[SUPPLIED PASSAGE start]

Dive into the UnboundedFlinkSource class, it just like a simple class imply
the UnboundedSource interface with throw RuntimeException.
I just wonder if this Kafka Streaming example is runnable?

Thanks
Jiankang


On Thu, Mar 17, 2016 at 7:35 PM, Maximilian Michels <[email protected]> wrote:

> @Dan: You're right that the PipelineOptions shouldn't be cached like
> this. In this particular wrapper, it was not even necessary.
>
> @Jiankang: I've pushed a fix to the repository with a few
> improvements. Could you please try again? You will have to recompile.
>
> Thanks,
> Max
>
> On Thu, Mar 17, 2016 at 8:44 AM, Dan Halperin <[email protected]> wrote:
> > +Max for the Flink Runner, and +Luke who wrote most of the initial code
> > around PipelineOptions.
> >
> > The UnboundedFlinkSource is caching the `PipelineOptions` object, here:
> >
> https://github.com/apache/incubator-beam/blob/071e4dd67021346b0cab2aafa0900ec7e34c4ef8/runners/flink/runner/src/main/java/org/apache/beam/runners/flink/translation/wrappers/streaming/io/UnboundedFlinkSource.java#L36
> >
> > I think this is a mismatch with how we intended them to be used. For
> > example, the PipelineOptions may be changed by a Runner between graph
> > construction time (when the UnboundedFlinkSource is created) and actual
> > pipeline execution time. This is partially why, for example,
> PipelineOptions
> > are provided by the Runner as an argument to functions like
> > DoFn.startBundle, .processElement, and .finishBundle.
> >
> > PipelineOptions itself does not extend Serializable, and per the
> > PipelineOptions documentation it looks like we intend for it to be
> > serialized through Jackson rather than through Java serialization. I bet
> the
> > Flink runner does this, and we probably just need to remove this cached
> > PipelineOptions from the unbounded source.

[SUPPLIED PASSAGE end]
[MATERIAL SHOWN start]

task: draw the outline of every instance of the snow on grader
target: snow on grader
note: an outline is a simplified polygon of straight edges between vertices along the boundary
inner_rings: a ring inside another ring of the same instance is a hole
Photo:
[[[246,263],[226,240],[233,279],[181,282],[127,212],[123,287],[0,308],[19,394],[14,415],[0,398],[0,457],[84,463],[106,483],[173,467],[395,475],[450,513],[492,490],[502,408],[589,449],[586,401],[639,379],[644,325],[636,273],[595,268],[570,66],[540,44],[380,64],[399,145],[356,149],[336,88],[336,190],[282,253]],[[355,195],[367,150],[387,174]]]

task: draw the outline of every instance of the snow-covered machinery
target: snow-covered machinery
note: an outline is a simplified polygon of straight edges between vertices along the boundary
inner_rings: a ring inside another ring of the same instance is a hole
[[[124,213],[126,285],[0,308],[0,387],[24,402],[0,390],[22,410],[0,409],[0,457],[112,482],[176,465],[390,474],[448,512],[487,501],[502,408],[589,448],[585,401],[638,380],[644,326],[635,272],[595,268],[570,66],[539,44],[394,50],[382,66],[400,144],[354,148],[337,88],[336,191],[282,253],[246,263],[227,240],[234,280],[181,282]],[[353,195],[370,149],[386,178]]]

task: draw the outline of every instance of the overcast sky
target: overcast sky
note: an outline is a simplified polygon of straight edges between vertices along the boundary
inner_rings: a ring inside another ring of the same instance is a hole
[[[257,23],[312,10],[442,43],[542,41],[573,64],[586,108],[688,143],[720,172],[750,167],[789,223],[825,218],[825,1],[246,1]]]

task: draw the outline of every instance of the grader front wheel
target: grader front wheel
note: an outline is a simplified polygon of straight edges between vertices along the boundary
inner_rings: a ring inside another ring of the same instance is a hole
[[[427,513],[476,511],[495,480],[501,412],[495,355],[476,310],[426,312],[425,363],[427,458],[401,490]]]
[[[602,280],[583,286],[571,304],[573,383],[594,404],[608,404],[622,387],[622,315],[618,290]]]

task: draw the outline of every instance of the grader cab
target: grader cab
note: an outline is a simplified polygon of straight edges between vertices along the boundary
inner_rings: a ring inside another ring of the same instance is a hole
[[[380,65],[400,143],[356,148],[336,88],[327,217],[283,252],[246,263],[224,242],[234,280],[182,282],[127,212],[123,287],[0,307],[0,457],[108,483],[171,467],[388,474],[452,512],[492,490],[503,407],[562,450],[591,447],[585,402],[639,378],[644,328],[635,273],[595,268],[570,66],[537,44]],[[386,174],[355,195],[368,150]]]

[MATERIAL SHOWN end]

→ EXERCISE AIM
Answer the following from the thread on the UnboundedFlinkSource class:
1. What interface does PipelineOptions not extend?
2. Through what does the PipelineOptions documentation indicate it is intended to be serialized?
3. What does Max tell Jiankang he will have to do after the pushed fix?

→ EXERCISE OUTPUT
1. Serializable.
2. Jackson.
3. Recompile.